*** Block opens ***

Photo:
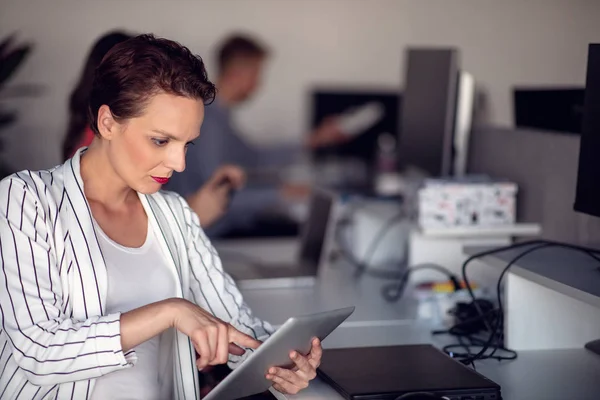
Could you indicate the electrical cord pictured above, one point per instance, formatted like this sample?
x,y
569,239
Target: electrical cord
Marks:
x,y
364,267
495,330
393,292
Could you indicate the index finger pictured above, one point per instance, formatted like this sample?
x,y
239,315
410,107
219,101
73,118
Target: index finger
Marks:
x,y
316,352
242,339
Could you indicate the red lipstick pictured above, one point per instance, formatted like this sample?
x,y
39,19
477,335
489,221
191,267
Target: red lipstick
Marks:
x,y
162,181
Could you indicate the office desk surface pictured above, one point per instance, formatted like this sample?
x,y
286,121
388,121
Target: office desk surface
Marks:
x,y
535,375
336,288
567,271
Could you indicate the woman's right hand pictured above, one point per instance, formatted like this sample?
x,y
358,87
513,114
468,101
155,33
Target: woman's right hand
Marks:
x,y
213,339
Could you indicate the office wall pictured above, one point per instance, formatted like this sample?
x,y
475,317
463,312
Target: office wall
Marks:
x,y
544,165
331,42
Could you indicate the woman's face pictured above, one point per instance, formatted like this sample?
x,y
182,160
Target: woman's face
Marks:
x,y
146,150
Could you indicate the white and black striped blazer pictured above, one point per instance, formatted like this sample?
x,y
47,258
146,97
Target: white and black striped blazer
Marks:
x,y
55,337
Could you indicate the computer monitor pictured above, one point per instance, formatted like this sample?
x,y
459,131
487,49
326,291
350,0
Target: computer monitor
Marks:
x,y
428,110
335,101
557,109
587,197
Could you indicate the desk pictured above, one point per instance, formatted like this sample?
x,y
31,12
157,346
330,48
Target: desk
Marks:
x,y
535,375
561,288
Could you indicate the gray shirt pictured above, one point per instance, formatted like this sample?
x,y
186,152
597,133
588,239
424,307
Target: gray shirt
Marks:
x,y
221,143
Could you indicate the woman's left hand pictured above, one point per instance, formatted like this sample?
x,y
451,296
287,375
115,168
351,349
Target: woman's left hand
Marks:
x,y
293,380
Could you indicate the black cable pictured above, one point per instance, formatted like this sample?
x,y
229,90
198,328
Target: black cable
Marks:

*** Block closes ***
*** Block opens ***

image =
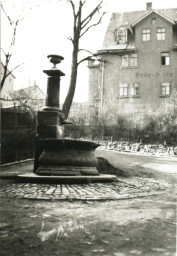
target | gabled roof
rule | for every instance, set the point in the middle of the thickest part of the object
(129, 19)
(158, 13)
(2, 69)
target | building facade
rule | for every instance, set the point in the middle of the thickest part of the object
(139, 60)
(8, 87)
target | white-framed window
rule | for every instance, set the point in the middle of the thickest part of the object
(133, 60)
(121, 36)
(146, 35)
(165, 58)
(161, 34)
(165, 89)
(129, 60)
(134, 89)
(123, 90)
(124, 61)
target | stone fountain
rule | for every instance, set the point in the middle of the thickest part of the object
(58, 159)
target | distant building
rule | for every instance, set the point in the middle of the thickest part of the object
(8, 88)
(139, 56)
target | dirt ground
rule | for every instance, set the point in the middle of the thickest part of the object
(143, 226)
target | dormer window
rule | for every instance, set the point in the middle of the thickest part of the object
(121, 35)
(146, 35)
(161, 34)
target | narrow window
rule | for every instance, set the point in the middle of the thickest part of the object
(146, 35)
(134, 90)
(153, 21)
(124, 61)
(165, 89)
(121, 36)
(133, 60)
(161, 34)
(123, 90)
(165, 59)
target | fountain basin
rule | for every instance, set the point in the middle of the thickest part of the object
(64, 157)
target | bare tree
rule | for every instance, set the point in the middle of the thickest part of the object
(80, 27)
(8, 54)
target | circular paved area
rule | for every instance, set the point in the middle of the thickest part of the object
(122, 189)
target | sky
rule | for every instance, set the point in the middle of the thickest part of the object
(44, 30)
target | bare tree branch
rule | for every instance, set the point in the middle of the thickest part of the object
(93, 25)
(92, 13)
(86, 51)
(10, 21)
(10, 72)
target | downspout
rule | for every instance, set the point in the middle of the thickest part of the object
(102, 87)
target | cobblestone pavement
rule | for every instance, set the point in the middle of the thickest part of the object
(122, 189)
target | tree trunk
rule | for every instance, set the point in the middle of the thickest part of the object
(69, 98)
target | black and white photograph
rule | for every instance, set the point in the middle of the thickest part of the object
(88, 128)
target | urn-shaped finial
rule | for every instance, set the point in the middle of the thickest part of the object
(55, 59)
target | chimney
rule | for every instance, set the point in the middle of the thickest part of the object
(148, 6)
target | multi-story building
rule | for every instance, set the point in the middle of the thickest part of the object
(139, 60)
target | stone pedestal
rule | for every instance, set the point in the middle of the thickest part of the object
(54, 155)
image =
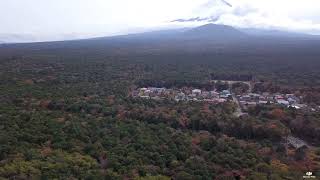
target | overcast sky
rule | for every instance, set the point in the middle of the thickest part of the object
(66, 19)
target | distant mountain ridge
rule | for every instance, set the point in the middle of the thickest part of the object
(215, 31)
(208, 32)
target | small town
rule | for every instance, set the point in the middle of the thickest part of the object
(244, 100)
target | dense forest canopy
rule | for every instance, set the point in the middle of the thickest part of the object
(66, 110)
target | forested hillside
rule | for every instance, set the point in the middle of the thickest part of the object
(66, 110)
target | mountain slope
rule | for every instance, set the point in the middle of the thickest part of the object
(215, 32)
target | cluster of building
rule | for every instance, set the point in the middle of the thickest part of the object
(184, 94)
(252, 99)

*** Block closes ***

What you give back should be only the lines of the records above, starting at the line with "target | cobblestone pavement" and ending at the line with "target | black and white photograph", restated word for word.

target | cobblestone pavement
rule | for every instance, set the point in the middle of the thickest part of the object
(122, 189)
target | tree trunk
rule | for every instance, set the point in the middle of the thickest part of the object
(69, 98)
target | black and white photograph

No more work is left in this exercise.